COMPLETA LO SIGUIENTE:
• A. En el texto sobre el sentido común, ¿dónde se encontraba el señor que arrojó con violencia el periódico que leía?
• B. Prosigue el texto sobre el sentido común a partir de su última oración.

Escritor

Termino el año fiel a mi agnosticismo que me lleva a consultar el diccionario cada vez que la estupidez del poder se transforma en un factor de angustia. Hace un par de horas, en la fila del jamón de un supermercado, un señor arrojó con violencia el periódico que leía y exclamó: "¡Qué falta de sentido común!".

Este curioso atributo, gratuito y por desgracia no contagioso, alude al modo de pensar y proceder tal como lo haría la generalidad de las personas, así lo indica el diccionario con su habitual ingenuidad, porque en los últimos tiempos hasta las palabras más certeras se tiñen de ingenuidad.

Ignoro qué leía el señor de la fila del jamón, pero su enfado me llevó a pensar en todo cuanto he leído, visto y oído en las últimas semanas y no puedo hacer otra cosa que solidarizarme con su ira, porque veamos: ¿tiene algún sentido, sobre todo sentido común, que la señora Esperanza Aguirre formule la idea de solidaridad como una competencia olímpica? ¿Sobre qué leyes matemáticas o patafísicas se basa para afirmar que un madrileño es cuatro veces más solidario, más generoso, en definitiva mejor que un catalán?

[Datos guardados de una colección]
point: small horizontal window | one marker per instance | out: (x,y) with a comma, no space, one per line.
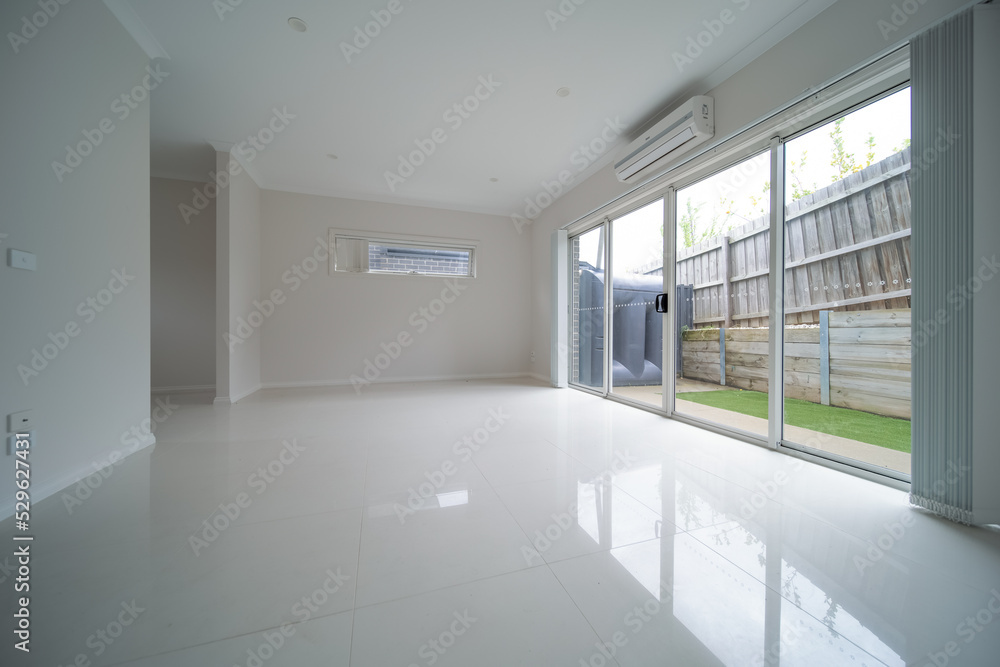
(361,254)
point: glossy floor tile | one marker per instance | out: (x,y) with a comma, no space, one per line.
(490,523)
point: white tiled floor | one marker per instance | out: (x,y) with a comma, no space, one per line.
(399,530)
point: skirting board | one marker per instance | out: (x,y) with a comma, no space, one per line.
(426,378)
(40,492)
(230,400)
(191,389)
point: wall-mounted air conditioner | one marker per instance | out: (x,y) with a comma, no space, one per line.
(691,124)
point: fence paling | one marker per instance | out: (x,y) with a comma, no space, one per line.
(853,359)
(847,247)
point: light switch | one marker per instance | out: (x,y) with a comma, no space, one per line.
(18,422)
(12,442)
(19,259)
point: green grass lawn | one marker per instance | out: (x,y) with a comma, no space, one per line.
(862,426)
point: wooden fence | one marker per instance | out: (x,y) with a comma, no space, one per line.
(847,247)
(858,360)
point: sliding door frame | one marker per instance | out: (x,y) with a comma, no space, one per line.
(867,83)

RESPUESTAS:
• A. En la fila del jamón de un supermercado.

• B.
No es una demostración de sentido común el formular afirmaciones gratuitas para atizar la hoguera del odio a los nacionalismos, sobre todo si se trata de expresiones de nacionalismo democrático y civilizado. Meter en el mismo saco a quienes formulan la necesidad de profundizar una discusión histórica que necesariamente debe concluir en una síntesis consensuada, y a los violentos patanes del etnicismo filofascista, es, desde todo punto de vista, una flagrante falta de sentido común.

Que un presidente del Gobierno emplee su última comparecencia en el Parlamento, no para despedirse con la generosidad y bonhomía propia del estadista, sino para echar sal sobre la herida abierta que ha generado en la sociedad española esa maldición de la democracia llamada mayoría absoluta, ¿es una demostración de sentido común?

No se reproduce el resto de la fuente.